Task input =>
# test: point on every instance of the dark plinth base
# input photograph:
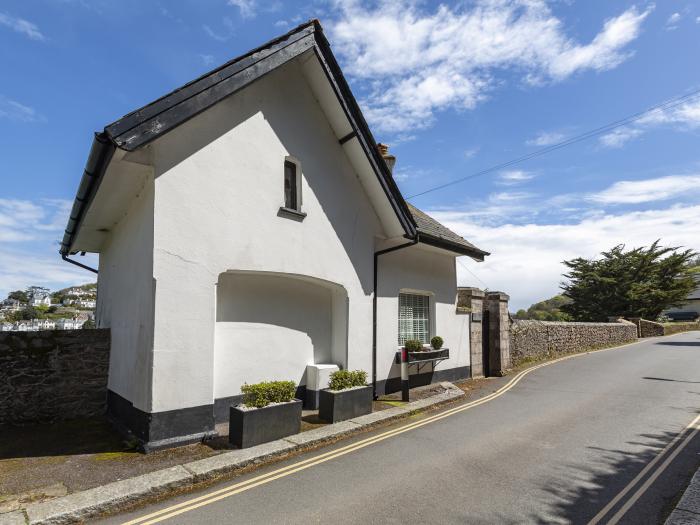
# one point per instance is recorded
(248, 428)
(340, 405)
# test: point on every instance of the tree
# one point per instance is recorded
(637, 283)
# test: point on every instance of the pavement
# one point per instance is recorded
(603, 437)
(687, 510)
(83, 505)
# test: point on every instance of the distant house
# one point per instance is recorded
(689, 310)
(86, 303)
(40, 299)
(79, 292)
(42, 324)
(12, 305)
(249, 227)
(69, 324)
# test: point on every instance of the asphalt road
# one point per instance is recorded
(556, 448)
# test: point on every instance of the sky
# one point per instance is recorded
(454, 89)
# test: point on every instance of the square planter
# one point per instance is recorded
(424, 356)
(339, 405)
(251, 427)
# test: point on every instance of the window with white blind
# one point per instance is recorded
(414, 318)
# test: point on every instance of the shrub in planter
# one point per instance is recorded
(348, 396)
(413, 345)
(269, 412)
(262, 394)
(342, 379)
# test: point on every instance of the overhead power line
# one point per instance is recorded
(666, 105)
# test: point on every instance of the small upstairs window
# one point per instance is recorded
(291, 208)
(290, 186)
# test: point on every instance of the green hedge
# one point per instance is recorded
(413, 345)
(436, 342)
(262, 394)
(342, 379)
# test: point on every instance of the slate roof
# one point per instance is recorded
(144, 125)
(432, 229)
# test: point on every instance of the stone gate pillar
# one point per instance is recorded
(470, 302)
(499, 332)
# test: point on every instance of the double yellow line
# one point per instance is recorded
(686, 435)
(237, 488)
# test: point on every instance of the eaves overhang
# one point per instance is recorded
(146, 124)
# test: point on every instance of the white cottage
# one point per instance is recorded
(248, 226)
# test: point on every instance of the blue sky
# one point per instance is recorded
(453, 88)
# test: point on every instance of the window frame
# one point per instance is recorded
(429, 296)
(294, 212)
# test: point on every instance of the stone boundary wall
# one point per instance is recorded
(53, 375)
(532, 340)
(676, 328)
(648, 328)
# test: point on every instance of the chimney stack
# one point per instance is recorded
(388, 157)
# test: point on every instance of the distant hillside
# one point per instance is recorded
(89, 287)
(547, 310)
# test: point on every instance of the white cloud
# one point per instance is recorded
(13, 110)
(619, 137)
(512, 177)
(683, 116)
(22, 26)
(546, 138)
(29, 243)
(418, 62)
(650, 190)
(20, 269)
(247, 8)
(672, 22)
(23, 220)
(526, 259)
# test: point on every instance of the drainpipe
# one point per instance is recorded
(83, 266)
(374, 309)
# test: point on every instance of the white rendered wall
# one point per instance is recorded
(270, 327)
(419, 269)
(219, 185)
(125, 299)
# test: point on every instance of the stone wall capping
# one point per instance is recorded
(470, 291)
(530, 339)
(501, 296)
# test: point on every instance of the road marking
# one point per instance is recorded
(262, 479)
(689, 432)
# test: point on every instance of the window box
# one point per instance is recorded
(252, 426)
(425, 356)
(339, 405)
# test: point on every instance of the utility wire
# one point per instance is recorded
(486, 286)
(668, 104)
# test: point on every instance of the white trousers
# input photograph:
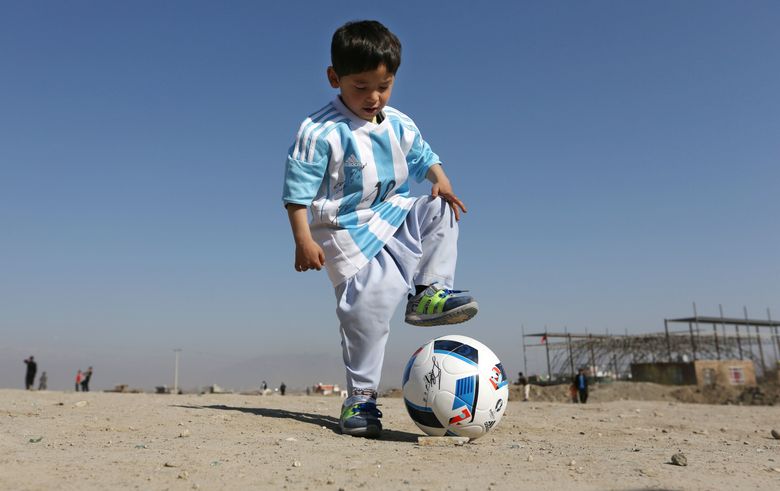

Exercise brief =>
All of the entries above should be copied exactly, with the images left out.

Task answer =>
# test: point on every instance of the dark plinth base
# input photograph:
# one point per instance is recorded
(248, 428)
(340, 405)
# test: point on every instance of the tree
# one point per instance is recorded
(637, 283)
# test: point on every instance of the pavement
# one point per instance is recorded
(603, 437)
(687, 510)
(83, 505)
# test: point on every instance of the distant house
# one point per instance is recorded
(689, 310)
(86, 303)
(40, 299)
(79, 292)
(42, 324)
(12, 305)
(249, 227)
(69, 324)
# test: point on every instance of the asphalt road
# one point per instance is recorded
(556, 448)
# test: point on every instance of the sky
# one point per instance is recorded
(454, 89)
# test: point on every instance of the square planter
# one point per instance is recorded
(424, 356)
(339, 405)
(251, 427)
# test: point on every instance of the window with white blind
# one point per instance is recorded
(414, 318)
# test: point on every instance of the shrub in planter
# one point per instance is recorded
(348, 396)
(413, 345)
(269, 412)
(262, 394)
(342, 379)
# test: point on every instance of the overhead power line
# one point per instance is recorded
(666, 105)
# test: point on every instance of the small upstairs window
# one point per instance is recorded
(291, 208)
(290, 186)
# test: point on every instance of the green hedge
# one point per instance is recorded
(413, 345)
(436, 342)
(262, 394)
(342, 379)
# test: point on every instance of the slate roof
# one point per instance is recorded
(144, 125)
(432, 229)
# test: point on every instance of the stone gate pillar
# one point per instance is recorded
(470, 302)
(499, 332)
# test: point on every instance of the double yellow line
# one point per instance is recorded
(686, 435)
(237, 488)
# test: point on every instance of the eaves overhang
# one point per instance is recorded
(146, 124)
# test: point on every instance of the white cottage
# one point per instance is recorded
(248, 226)
# test: point on every instance of the blue sky
# one point per instance is recorded
(453, 88)
# test: point on every instance of the window frame
# one point per instance is recorded
(429, 296)
(294, 212)
# test: point on every instance of the stone boundary wall
# one point per instance is recorded
(53, 375)
(532, 340)
(676, 328)
(648, 328)
# test: point on every instance of the chimney stack
# one point per instance is recorded
(388, 157)
# test: point on every instance of the distant hillside
# one point per instance is recorded
(89, 287)
(547, 310)
# test: point on every instance of the white cloud
# one point per instance is recorded
(13, 110)
(619, 137)
(512, 177)
(683, 116)
(22, 26)
(546, 138)
(29, 243)
(418, 62)
(650, 190)
(20, 269)
(247, 8)
(672, 22)
(23, 220)
(526, 259)
# test: point on every instance of the drainpipe
# one point per instance is recorded
(83, 266)
(374, 309)
# test: point on every instance of the white rendered wall
# one point per instance is recorded
(270, 327)
(419, 269)
(219, 185)
(125, 299)
# test: point on every instance of the stone wall capping
# one point per instance is recorded
(470, 291)
(530, 339)
(501, 296)
# test: point on every instance of the road marking
# one point per instance is recorded
(262, 479)
(689, 432)
# test: point on every instance of the window box
# one point per instance is recorded
(252, 426)
(425, 356)
(339, 405)
# test: point on every instance of the utility wire
# one point per instance is recorded
(486, 286)
(668, 104)
# test: point on every instance of the white trousers
# input photograph:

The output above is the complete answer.